Material supplied:
-- Opening Marker --

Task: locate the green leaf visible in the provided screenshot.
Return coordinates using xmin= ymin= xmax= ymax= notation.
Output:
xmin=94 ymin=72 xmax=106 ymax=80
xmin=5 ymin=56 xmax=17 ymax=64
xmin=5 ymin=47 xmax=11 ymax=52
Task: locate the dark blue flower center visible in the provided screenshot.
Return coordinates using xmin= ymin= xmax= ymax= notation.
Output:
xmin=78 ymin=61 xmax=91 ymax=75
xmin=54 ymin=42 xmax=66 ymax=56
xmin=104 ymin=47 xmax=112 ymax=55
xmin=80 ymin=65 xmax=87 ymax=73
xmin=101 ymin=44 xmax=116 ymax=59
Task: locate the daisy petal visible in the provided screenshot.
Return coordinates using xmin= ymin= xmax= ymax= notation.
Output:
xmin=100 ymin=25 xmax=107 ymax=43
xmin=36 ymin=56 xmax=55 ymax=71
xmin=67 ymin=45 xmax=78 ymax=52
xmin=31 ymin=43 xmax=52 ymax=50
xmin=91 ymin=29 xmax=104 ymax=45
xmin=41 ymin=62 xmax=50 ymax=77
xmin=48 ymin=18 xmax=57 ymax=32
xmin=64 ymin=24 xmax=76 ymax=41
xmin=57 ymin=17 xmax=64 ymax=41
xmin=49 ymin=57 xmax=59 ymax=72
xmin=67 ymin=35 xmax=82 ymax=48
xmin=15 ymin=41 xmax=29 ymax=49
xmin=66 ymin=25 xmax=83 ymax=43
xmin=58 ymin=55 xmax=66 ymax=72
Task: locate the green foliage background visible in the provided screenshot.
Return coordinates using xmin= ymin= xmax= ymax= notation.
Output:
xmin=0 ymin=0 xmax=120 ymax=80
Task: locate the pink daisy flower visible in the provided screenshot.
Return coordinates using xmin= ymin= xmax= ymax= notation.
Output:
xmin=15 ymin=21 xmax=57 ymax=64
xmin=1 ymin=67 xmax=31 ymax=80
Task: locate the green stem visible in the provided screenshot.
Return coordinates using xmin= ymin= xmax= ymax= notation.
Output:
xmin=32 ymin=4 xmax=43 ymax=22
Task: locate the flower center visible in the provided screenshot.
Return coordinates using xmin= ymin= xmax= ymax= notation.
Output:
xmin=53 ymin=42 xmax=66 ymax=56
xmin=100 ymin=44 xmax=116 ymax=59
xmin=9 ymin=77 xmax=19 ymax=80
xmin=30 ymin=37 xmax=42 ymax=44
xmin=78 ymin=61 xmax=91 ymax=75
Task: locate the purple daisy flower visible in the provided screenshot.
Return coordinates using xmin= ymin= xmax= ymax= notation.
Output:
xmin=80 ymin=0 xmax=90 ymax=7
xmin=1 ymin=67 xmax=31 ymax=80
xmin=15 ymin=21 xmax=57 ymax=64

-- Closing Marker --

What is required: All of the data is to be transcribed exactly as written.

Response area:
Task: locate the green leaf visible in the provided screenshot.
Return coordinates using xmin= ymin= xmax= ymax= notation.
Output:
xmin=94 ymin=72 xmax=106 ymax=80
xmin=5 ymin=56 xmax=17 ymax=64
xmin=5 ymin=47 xmax=11 ymax=52
Task: locate the dark blue flower center visible in the provided screenshot.
Return coordinates using xmin= ymin= xmax= ymax= notation.
Output:
xmin=78 ymin=61 xmax=91 ymax=75
xmin=54 ymin=42 xmax=66 ymax=56
xmin=104 ymin=47 xmax=112 ymax=55
xmin=80 ymin=65 xmax=87 ymax=73
xmin=101 ymin=44 xmax=116 ymax=59
Task: locate the daisy petal visible in the provided screenshot.
Return coordinates using xmin= ymin= xmax= ymax= notation.
Output:
xmin=100 ymin=25 xmax=107 ymax=43
xmin=36 ymin=56 xmax=55 ymax=71
xmin=67 ymin=45 xmax=78 ymax=52
xmin=31 ymin=43 xmax=52 ymax=50
xmin=91 ymin=29 xmax=104 ymax=45
xmin=41 ymin=62 xmax=50 ymax=77
xmin=48 ymin=18 xmax=57 ymax=32
xmin=64 ymin=24 xmax=76 ymax=41
xmin=57 ymin=17 xmax=64 ymax=41
xmin=49 ymin=57 xmax=59 ymax=72
xmin=67 ymin=35 xmax=82 ymax=48
xmin=15 ymin=41 xmax=29 ymax=49
xmin=66 ymin=25 xmax=83 ymax=43
xmin=58 ymin=55 xmax=66 ymax=72
Task: locate the green foliage background visible in the provided screenshot.
Return coordinates using xmin= ymin= xmax= ymax= notation.
Output:
xmin=0 ymin=0 xmax=120 ymax=80
Task: locate the pink daisy flower visible in the provided screenshot.
Return coordinates using xmin= ymin= xmax= ymax= notation.
Output:
xmin=15 ymin=21 xmax=57 ymax=64
xmin=1 ymin=67 xmax=31 ymax=80
Task: locate the green stem visible in the provided screenshot.
Return coordinates using xmin= ymin= xmax= ymax= notation.
Output:
xmin=32 ymin=4 xmax=43 ymax=22
Task: locate the flower center visible in the provided screenshot.
Return coordinates using xmin= ymin= xmax= ymax= notation.
Output:
xmin=53 ymin=42 xmax=66 ymax=56
xmin=100 ymin=44 xmax=116 ymax=59
xmin=9 ymin=77 xmax=19 ymax=80
xmin=30 ymin=37 xmax=42 ymax=44
xmin=78 ymin=61 xmax=91 ymax=75
Task: locate the purple daisy flower visible in the provided screenshot.
Return coordinates using xmin= ymin= xmax= ymax= notation.
Output:
xmin=80 ymin=0 xmax=90 ymax=7
xmin=1 ymin=67 xmax=31 ymax=80
xmin=15 ymin=21 xmax=57 ymax=64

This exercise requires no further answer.